## What to produce
Set down each line of the data below exactly.

********************

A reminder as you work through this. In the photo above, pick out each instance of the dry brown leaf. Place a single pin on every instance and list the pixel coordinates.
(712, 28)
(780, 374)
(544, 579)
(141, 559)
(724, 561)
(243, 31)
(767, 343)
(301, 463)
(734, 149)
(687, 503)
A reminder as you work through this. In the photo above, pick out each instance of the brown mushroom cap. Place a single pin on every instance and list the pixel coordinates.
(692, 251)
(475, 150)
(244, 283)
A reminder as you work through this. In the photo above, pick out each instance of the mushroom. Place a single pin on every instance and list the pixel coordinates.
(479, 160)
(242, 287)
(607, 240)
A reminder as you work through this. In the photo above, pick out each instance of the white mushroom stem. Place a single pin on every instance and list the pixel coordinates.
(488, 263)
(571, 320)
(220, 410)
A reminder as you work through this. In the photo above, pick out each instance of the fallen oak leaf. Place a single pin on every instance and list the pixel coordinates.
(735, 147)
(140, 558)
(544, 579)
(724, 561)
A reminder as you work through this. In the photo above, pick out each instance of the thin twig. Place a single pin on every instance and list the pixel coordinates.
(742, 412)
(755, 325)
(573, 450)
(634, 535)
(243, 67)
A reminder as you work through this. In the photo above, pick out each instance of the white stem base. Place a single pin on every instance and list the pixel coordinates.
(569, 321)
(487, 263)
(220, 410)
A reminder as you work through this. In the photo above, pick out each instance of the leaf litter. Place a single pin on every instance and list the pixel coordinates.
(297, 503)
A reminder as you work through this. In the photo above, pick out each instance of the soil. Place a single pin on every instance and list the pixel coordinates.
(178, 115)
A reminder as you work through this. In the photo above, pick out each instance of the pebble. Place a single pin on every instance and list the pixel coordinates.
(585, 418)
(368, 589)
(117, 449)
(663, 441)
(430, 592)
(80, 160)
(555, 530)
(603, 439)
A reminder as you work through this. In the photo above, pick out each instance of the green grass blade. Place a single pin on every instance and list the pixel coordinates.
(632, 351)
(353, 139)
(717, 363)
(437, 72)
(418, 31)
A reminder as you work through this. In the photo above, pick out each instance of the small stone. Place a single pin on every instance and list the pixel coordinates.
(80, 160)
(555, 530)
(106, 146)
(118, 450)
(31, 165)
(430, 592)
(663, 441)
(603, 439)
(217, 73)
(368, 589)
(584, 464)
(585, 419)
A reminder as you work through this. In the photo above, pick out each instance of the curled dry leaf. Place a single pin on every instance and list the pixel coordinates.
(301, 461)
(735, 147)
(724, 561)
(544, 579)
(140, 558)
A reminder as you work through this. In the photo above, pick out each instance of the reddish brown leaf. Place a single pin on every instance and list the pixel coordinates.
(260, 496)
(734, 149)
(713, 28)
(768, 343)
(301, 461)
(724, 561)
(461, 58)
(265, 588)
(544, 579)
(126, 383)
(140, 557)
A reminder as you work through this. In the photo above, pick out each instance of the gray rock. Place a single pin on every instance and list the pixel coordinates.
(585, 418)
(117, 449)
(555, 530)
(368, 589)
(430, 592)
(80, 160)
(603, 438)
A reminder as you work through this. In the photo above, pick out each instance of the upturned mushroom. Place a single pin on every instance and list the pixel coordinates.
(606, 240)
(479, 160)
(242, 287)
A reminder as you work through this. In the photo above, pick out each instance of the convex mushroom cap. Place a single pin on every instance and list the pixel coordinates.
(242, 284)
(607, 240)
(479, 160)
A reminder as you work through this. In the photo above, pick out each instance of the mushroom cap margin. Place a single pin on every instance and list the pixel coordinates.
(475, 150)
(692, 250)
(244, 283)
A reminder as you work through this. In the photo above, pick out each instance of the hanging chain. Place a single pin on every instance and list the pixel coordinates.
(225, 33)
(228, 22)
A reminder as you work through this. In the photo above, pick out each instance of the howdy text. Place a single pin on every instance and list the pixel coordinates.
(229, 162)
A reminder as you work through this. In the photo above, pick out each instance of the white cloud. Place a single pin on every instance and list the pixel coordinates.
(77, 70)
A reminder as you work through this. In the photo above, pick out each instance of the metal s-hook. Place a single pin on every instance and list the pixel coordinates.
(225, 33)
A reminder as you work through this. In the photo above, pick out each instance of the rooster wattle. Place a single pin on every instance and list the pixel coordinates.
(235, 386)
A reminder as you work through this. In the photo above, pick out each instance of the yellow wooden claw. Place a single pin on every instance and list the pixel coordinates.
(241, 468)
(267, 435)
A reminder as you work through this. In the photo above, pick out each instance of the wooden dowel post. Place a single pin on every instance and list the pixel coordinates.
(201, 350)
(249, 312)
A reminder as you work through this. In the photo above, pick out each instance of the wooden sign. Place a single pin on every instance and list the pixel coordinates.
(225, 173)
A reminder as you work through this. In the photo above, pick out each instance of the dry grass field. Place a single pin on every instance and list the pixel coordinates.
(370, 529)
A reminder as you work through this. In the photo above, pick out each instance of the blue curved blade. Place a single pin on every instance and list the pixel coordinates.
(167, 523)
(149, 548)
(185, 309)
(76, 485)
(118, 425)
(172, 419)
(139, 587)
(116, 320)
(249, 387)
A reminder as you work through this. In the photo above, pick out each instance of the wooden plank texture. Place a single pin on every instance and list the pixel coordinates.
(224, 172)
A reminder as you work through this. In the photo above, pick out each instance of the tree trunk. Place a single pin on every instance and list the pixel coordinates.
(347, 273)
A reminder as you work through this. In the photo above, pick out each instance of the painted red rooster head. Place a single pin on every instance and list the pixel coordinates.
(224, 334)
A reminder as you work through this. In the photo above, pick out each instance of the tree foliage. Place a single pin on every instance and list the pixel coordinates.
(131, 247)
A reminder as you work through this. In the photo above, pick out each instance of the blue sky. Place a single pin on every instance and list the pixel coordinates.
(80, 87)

********************

## Completed exercise
A reminder as you work through this. In the photo above, pick out each instance of the dry brown leaf. Place a single pin on every instance and list the pixel coordinates.
(712, 28)
(780, 374)
(544, 579)
(141, 559)
(724, 561)
(243, 31)
(767, 343)
(301, 463)
(734, 149)
(687, 503)
A reminder as you work through this. In the photo above, pick out each instance of the brown mushroom cap. Place a single pin on every instance and list the pixel coordinates.
(692, 251)
(475, 150)
(244, 283)
A reminder as you work through this. In the photo above, pick out each instance of the mushroom. Place a single pin on every instance and list the pixel coordinates.
(479, 160)
(242, 287)
(607, 240)
A reminder as you work through this. In the photo above, pick out each instance of the white mushroom stem. Place a single pin on every instance and list the pixel coordinates.
(488, 263)
(571, 320)
(220, 410)
A reminder as you work through this. In the photo above, pick out each instance of the fallen oak leaf. Place a single pin on every instance and list the pixel coordinates.
(735, 147)
(140, 558)
(544, 579)
(724, 561)
A reminder as you work through this. In the photo above, pick out each instance of the thin twig. Place a single pin on every instance and list the pixel coordinates.
(742, 412)
(755, 325)
(573, 450)
(634, 535)
(243, 67)
A reminder as you work through this. In the photo above, pick out each instance of the white stem base. Place a single pin on every instance and list the pixel coordinates.
(569, 321)
(487, 263)
(220, 410)
A reminder as you work through this. In the photo above, pick out each instance of the leaf litter. Place a single pin on every instance and list the pixel coordinates.
(297, 503)
A reminder as you work through this. In the photo above, pick out each instance of the soil. Place a single pin on every instance and list the pixel coordinates.
(178, 115)
A reminder as you work through this. In the photo above, pick out each instance of the pebble. Place a single pin on every instance and list the pixel coordinates.
(585, 418)
(368, 589)
(117, 449)
(663, 441)
(430, 592)
(80, 160)
(555, 530)
(603, 439)
A reminder as you work through this. In the photo above, pick out each instance of the green grass blade. Place a single pin on every instance and list the pixel coordinates.
(632, 351)
(353, 139)
(717, 363)
(437, 72)
(418, 31)
A reminder as you work through this. In the photo above, pick out each instance of the small stone. Place a single pin on every instance and list the pixel coordinates.
(80, 160)
(555, 530)
(106, 146)
(118, 450)
(31, 165)
(430, 592)
(663, 441)
(603, 439)
(217, 73)
(368, 589)
(584, 464)
(585, 419)
A reminder as you work through this. In the photo above, pick out each instance of the curled dry leaf. Place a single pin on every instance and list the pixel coordinates.
(301, 461)
(735, 147)
(724, 561)
(544, 579)
(140, 558)
A reminder as you work through this. In the photo above, pick out each instance of the reddish brown leaf. Place a single pin on every instance and list the pixel coordinates.
(260, 496)
(734, 149)
(713, 28)
(768, 343)
(301, 461)
(724, 561)
(461, 58)
(265, 588)
(544, 579)
(126, 383)
(140, 557)
A reminder as you work through this. In the photo above, pick out each instance of the gray rock. Place a single pin on every instance and list the pixel coordinates.
(585, 418)
(117, 449)
(555, 530)
(368, 589)
(430, 592)
(80, 160)
(603, 438)
A reminder as you work through this. In the photo above, pick out each instance of the upturned mushroom. Place a single pin on every instance and list the pixel coordinates.
(606, 240)
(479, 160)
(242, 287)
A reminder as you work through this. In the photo above, pick out each instance of the convex mushroom cap. Place a single pin on every instance and list the pixel coordinates.
(242, 284)
(607, 240)
(479, 160)
A reminder as you work through this. In the photo above, pick out each instance of the mushroom cap margin. Place a single pin on every instance and list the pixel coordinates.
(475, 150)
(692, 250)
(244, 283)
A reminder as you work through this. In the photo above, pick out each instance of the hanging chain. Place a single pin on every instance and list the pixel coordinates.
(225, 33)
(228, 22)
A reminder as you work through this. In the photo above, pick out each instance of the howdy text. Place a single pin on every instance and list the pixel coordinates.
(229, 162)
A reminder as you work through this. In the photo above, pick out each instance of the white cloud. Place a single pin on every instance and list the pixel coordinates.
(77, 70)
A reminder as you work through this. In the photo above, pick out each instance of the metal s-hook. Place a single pin on every instance and list the pixel coordinates.
(225, 33)
A reminder as you work through this. In the photo above, pick out each instance of the rooster wattle. Place a single pin on every instance and list the pixel coordinates.
(235, 386)
A reminder as you work through this. In the photo above, pick out each instance of the yellow wooden claw. Place a single pin on every instance and list the pixel coordinates.
(241, 468)
(267, 435)
A reminder as you work through this. In the photo above, pick out each instance of the wooden dowel post. Place a single pin on every instance and list the pixel coordinates.
(201, 350)
(249, 312)
A reminder as you work through this. In the photo above, pick out each instance of the wooden sign. Place a single pin on every instance and list the pixel coordinates.
(225, 173)
A reminder as you work through this. In the photo above, pick out each instance of the dry grass field. Place a single pin on every instance and list the pixel coordinates.
(370, 529)
A reminder as you work through this. In the photo above, pick out each instance of the blue curved blade. Place a single pin on every instance and list the pixel coordinates.
(167, 523)
(149, 548)
(185, 309)
(76, 485)
(118, 425)
(172, 419)
(139, 587)
(116, 320)
(249, 387)
A reminder as you work through this. In the photo above, pick out each instance of the wooden plank texture. Place a single pin on every instance and list the pixel coordinates.
(224, 172)
A reminder as you work through this. In the photo above, pick out each instance of the tree trunk. Place a single pin on every instance and list the pixel coordinates.
(347, 273)
A reminder as you work through this. In the photo above, pick out each instance of the painted red rooster head. Place a single pin on every instance and list the pixel coordinates.
(224, 334)
A reminder as you work through this. In the photo above, pick out each instance of the tree foliage. Place a single pin on every instance and list the pixel coordinates.
(131, 247)
A reminder as you work through this. In the photo above, pick out each instance of the blue sky. Place a single pin on every instance and list the pixel coordinates.
(80, 87)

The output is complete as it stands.